_Textausschnitt:_
Die junge Spanierin Victoria macht sich von einer ausgelassenen Nacht in einem Berliner Elektroschuppen auf den Heimweg. Vor dem Club trifft sie auf die vier Kumpels Sonne, Boxer, Blinker und Fuß, die nicht reingelassen wurden. Es funkt direkt zwischen Victoria und Sonne. Schnell beschließen sie, die Nacht gemeinsam ausklingen zu lassen. Die Gruppe streunert durch die dunklen, verlassenen Straßen des Viertels und chillt auf einem Haus über den Dächern der Hauptstadt. Eine normale Nacht unter Jugendlichen eben.


Victoria lässt sich zu einem spontanen, gefährlichen
Abenteuer überreden.

Victoria muss sich schließlich von der Clique trennen, um im hippen Café um die Ecke ihre Frühschicht vorzubereiten. Sonne begleitet die schöne Victoria und dann geht alles sehr schnell. Boxer muss noch Schulden aus seiner Zeit im Gefängnis begleichen und knackt ein Auto. Victoria lässt sich überreden, als Fahrerin der Gruppe einzuspringen. Das harmlose Rumalbern junger naiver Großstadtkids wird plötzlich ernst. Nach einem Treffen mit Boxers alten Bekannten in einem Parkhaus, wird Victoria und dem Zuschauer der gefährliche Plan der Jungs endgültig klar: Sie müssen eine Bank überfallen.

Wer spielt mit?

Die spanische Hauptdarstellerin Laia Costa wird nicht zuletzt wegen ihrer grandiosen Darstellung der Victoria als DIE Schauspiel-Entdeckung des europäischen Kinos 2015 gehandelt. An ihrer Seite gehen die deutschen Shootingstars Frederick Lau („Neue Vahr Süd“), Franz Rogowski („Love Steaks“), Max Mauff („Stromberg“) und Burak Yiğit („Bis aufs Blut – Brüder auf Bewährung“) aber nicht unter. Im Gegenteil: Ohne die großartige schauspielerische Leistung aller Beteiligten würde der Film nicht funktionieren. Alle Schauspieler haben ihre Rolle so stark verinnerlicht, dass der Film manchmal mehr wie eine Dokumentation wirkt als ein Spielfilm. Viele der Gespräche und Dialoge sind improvisiert, wodurch der Film unglaublich realistisch wirkt.

Filmischer Augenschmaus?

Der Film ist ein One-Take, das heißt, er wurde in einem Rutsch ohne Schnitte gedreht. Ein Take, kein Drehbuch, keine geschriebenen Dialoge. Die Schauspieler mussten die Handlung aktiv mitgestalten, was perfekt gelungen ist. Drei Versionen wurden gedreht und die Probleme der ersten beiden Takes zur Weiterentwicklung genutzt. Die wacklige Handkamera kommt so dicht an die Darsteller ran, dass man das Gefühl hat, selbst Teil der Gruppe zu sein. Die Musik von Nils Frahm untermalt die abenteuerliche Nacht. Belohnt wurde das filmische Abenteuer bereits mit zahlreichen Preisen, darunter mit dem Silbernen Bären der Berlinale.

_Datenauszug:_
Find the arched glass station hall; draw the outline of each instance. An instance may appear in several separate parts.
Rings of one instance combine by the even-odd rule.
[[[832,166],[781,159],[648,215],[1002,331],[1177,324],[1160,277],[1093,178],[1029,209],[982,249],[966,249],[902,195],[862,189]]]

_Aufgaben:_
A. Von wem stammt laut der Filmbesprechung zu „Victoria“ die Musik des Films?
B. Übernimm aus der Filmbesprechung zu „Victoria“ wortgetreu den Abschnitt von „Victoria lässt sich zu“ bis einschließlich „Wer spielt mit?“.
C. Schreibe die Filmbesprechung zu „Victoria“ im Anschluss an ihren letzten Satz weiter.

_Schriftliche Antworten:_
A. Die Musik stammt von Nils Frahm.

B.
Victoria lässt sich zu einem spontanen, gefährlichen
Abenteuer überreden.

Victoria muss sich schließlich von der Clique trennen, um im hippen Café um die Ecke ihre Frühschicht vorzubereiten. Sonne begleitet die schöne Victoria und dann geht alles sehr schnell. Boxer muss noch Schulden aus seiner Zeit im Gefängnis begleichen und knackt ein Auto. Victoria lässt sich überreden, als Fahrerin der Gruppe einzuspringen. Das harmlose Rumalbern junger naiver Großstadtkids wird plötzlich ernst. Nach einem Treffen mit Boxers alten Bekannten in einem Parkhaus, wird Victoria und dem Zuschauer der gefährliche Plan der Jungs endgültig klar: Sie müssen eine Bank überfallen.

Wer spielt mit?

C.
Atemlos durch die Nacht: Keiner der Beteiligten ahnt,
wie die folgenden Stunden verlaufen werden.

 
Braucht man Taschentücher?

Durch die dynamische Kameraführung fühlt man sich selbst als Teil der Gruppe. Das kann an der ein oder anderen Stelle emotional werden, weil man mitten drin, aber machtlos ist. Um nicht zu viel zu verraten: Es gibt mehrere dramatische Momente, die das Herz in die Hose sacken lassen. Die unerwarteten Wendungen und Überraschungen wirken so stark wie im echten Leben. Ein richtiges Happy-End gibt es nicht, so sehr man es allen Beteiligten wünscht.

Mit wem angucken?

Der Film ist kein Feel-Good-Popcorn-Movie, macht aber auch nicht depressiv. Wer mit ständiger Spannung und unerwarteten Wendungen nicht so gut zurechtkommt, sollte doch lieber in den aktuellsten Til Schweiger-Film gehen. Für Freunde des Moments, Großstadtravern und ruhelosen Optimisten ist der Film bestens geeignet.

Was macht man danach?

Am liebsten würde man direkt in den nächsten Club gehen und die Leichtigkeit, Naivität und Freiheit der Jugend feiern. Auf jeden Fall spielt man nach diesem Film nicht mehr mit dem Gedanken, eine Bank zu überfallen.

In 3 Worten:

dramatisch, hastig, authentisch

Mainstream oder Independent?

Ein deutscher Independent-Film, aber trotzdem ganz großes Kino. Wer ist schon Birdman, wenn wir Victoria haben?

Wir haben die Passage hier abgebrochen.